▶ _Requirements_
Copy the following rows verbatim, line for line.

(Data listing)
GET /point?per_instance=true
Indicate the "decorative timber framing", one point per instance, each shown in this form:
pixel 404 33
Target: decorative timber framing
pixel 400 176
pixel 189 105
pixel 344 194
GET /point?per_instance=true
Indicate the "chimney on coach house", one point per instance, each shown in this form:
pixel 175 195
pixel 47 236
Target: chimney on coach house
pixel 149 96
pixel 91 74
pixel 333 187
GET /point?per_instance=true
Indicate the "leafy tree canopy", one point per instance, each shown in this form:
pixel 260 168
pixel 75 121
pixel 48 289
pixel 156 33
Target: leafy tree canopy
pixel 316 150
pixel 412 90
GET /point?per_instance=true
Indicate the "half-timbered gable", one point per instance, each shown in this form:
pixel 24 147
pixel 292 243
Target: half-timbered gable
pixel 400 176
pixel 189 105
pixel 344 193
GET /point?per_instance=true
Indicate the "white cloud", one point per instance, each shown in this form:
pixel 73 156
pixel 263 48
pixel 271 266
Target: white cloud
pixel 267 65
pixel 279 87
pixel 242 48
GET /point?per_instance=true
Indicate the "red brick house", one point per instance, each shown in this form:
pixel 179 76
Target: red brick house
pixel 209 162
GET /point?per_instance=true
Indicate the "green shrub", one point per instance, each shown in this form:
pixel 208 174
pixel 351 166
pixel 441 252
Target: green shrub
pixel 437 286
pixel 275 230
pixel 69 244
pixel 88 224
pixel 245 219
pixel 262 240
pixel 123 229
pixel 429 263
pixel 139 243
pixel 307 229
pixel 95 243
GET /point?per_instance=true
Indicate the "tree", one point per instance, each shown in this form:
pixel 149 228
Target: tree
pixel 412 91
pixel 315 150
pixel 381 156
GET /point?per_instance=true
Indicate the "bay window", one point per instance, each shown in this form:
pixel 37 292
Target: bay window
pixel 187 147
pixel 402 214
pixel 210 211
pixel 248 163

▶ _Result for this exercise_
GET /point?per_instance=true
Indicate the "decorative timber framing", one point per instance, each shown in this form:
pixel 404 33
Target: decorative timber framing
pixel 400 176
pixel 189 105
pixel 344 194
GET /point?per_instance=true
Indicate the "chimney on coach house", one point per instance, each shown in this form:
pixel 175 195
pixel 47 236
Target: chimney on coach house
pixel 149 96
pixel 91 74
pixel 333 187
GET /point?per_instance=true
Indicate the "leafy tree canopy", one point per instance, each shown in this form:
pixel 260 168
pixel 75 121
pixel 48 289
pixel 156 33
Target: leafy tree canopy
pixel 316 150
pixel 412 90
GET /point?per_instance=true
Indicate the "half-timbered gable", one point per instance, each shown in this form:
pixel 24 147
pixel 292 243
Target: half-timbered gable
pixel 400 176
pixel 189 105
pixel 344 193
GET /point?per_instance=true
Indicate the "white cloud", one point per instance, each shown in this form:
pixel 73 156
pixel 263 48
pixel 271 266
Target: white cloud
pixel 267 65
pixel 279 87
pixel 242 48
GET /point?per_instance=true
Indicate the "red brick house", one point per instance, each shown in this form:
pixel 179 76
Target: red brick house
pixel 209 162
GET /point?per_instance=true
Indicate the "green shrub", one point per instance, each shown in this form:
pixel 208 174
pixel 351 166
pixel 441 252
Target: green shrub
pixel 437 286
pixel 275 230
pixel 69 244
pixel 88 224
pixel 245 219
pixel 262 240
pixel 123 229
pixel 429 263
pixel 139 243
pixel 307 229
pixel 95 243
GET /point?per_instance=true
Indicate the "tree", one point per instance, each shown in this form:
pixel 149 228
Target: tree
pixel 412 91
pixel 315 150
pixel 381 156
GET /point?per_instance=true
Indicate the "bay window", one point per instance, each shown in this form:
pixel 37 292
Target: bay window
pixel 187 147
pixel 402 214
pixel 210 211
pixel 248 163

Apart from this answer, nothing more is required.